SOURCE DATA:
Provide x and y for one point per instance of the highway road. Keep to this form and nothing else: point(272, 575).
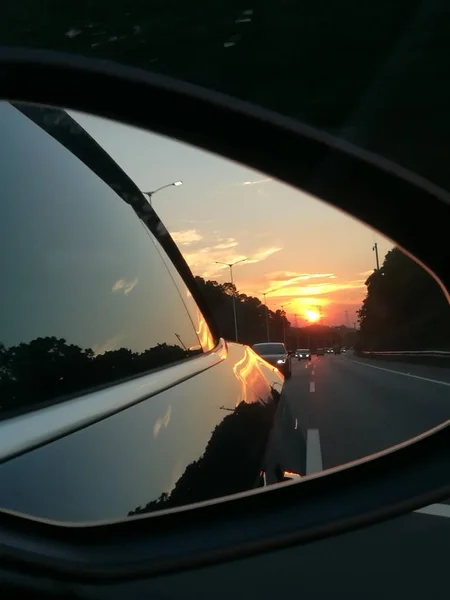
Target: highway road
point(347, 407)
point(337, 409)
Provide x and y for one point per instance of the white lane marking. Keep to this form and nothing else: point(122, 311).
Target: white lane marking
point(438, 381)
point(437, 510)
point(313, 452)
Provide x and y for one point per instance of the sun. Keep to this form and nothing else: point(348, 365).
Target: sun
point(312, 315)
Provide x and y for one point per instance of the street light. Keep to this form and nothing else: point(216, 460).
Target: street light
point(230, 266)
point(267, 311)
point(283, 316)
point(151, 194)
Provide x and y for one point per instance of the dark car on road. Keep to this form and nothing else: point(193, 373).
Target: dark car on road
point(276, 354)
point(303, 354)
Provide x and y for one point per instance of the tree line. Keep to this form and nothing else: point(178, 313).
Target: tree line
point(404, 309)
point(254, 318)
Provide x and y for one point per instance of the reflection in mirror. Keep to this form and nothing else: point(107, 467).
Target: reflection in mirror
point(343, 340)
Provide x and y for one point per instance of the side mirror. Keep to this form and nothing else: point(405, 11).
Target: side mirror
point(215, 414)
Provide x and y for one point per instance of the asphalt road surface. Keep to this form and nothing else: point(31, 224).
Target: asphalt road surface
point(338, 409)
point(347, 407)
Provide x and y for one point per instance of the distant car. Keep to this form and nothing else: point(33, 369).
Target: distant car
point(276, 354)
point(303, 354)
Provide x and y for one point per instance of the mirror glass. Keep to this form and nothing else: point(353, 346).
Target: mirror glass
point(338, 343)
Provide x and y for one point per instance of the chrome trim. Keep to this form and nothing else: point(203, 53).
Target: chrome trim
point(24, 432)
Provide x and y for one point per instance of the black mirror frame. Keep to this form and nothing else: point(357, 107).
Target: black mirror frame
point(385, 485)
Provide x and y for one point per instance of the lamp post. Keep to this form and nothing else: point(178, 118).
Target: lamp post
point(230, 266)
point(151, 194)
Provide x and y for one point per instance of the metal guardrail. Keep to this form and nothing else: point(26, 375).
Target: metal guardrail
point(430, 357)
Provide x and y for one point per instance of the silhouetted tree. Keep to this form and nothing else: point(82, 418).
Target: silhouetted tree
point(404, 309)
point(49, 369)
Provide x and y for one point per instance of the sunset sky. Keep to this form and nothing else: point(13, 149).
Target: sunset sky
point(318, 256)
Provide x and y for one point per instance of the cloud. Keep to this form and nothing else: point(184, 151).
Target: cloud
point(112, 343)
point(202, 262)
point(257, 181)
point(126, 286)
point(287, 278)
point(319, 289)
point(186, 237)
point(263, 254)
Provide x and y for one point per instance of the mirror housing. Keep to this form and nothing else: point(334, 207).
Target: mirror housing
point(382, 486)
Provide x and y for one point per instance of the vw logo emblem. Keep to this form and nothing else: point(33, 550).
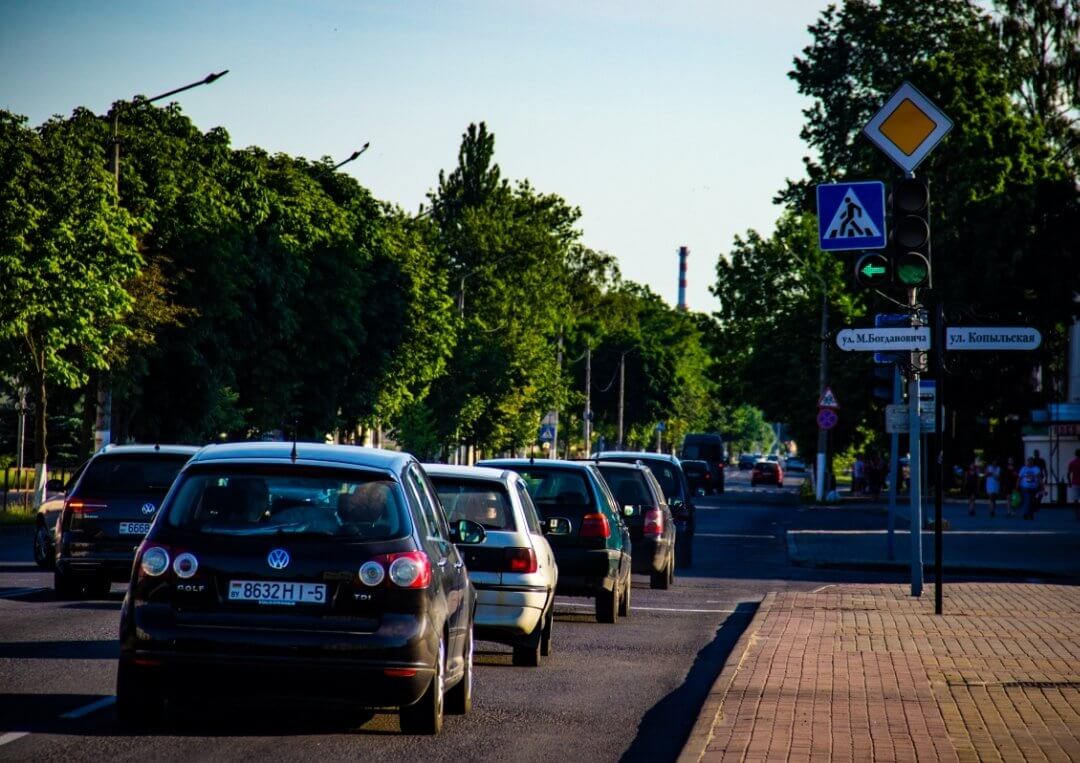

WHAT YOU ARE ASKED TO DO: Output, exactly and only: the line containing "else: point(13, 149).", the last line of the listing above, and every line in between. Leave the pictures out.

RESPONSE:
Provide x and y for one point per instance of the sunset sky. Keep to this form and nothing else: point(13, 149).
Target: sunset sky
point(318, 256)
Provide x and y for one point per instance of the cloud. Keep to this form and nothing else: point(184, 151).
Target: cloud
point(112, 343)
point(202, 262)
point(257, 181)
point(126, 286)
point(287, 278)
point(319, 289)
point(186, 237)
point(263, 254)
Provide x and y for one point per instance of the mirror housing. Keep to this form and nothing else: point(334, 207).
Target: mirror housing
point(382, 486)
Provide x and y for one point per instance of the vw logo emblem. Keep to this form and nothing else: point(33, 550).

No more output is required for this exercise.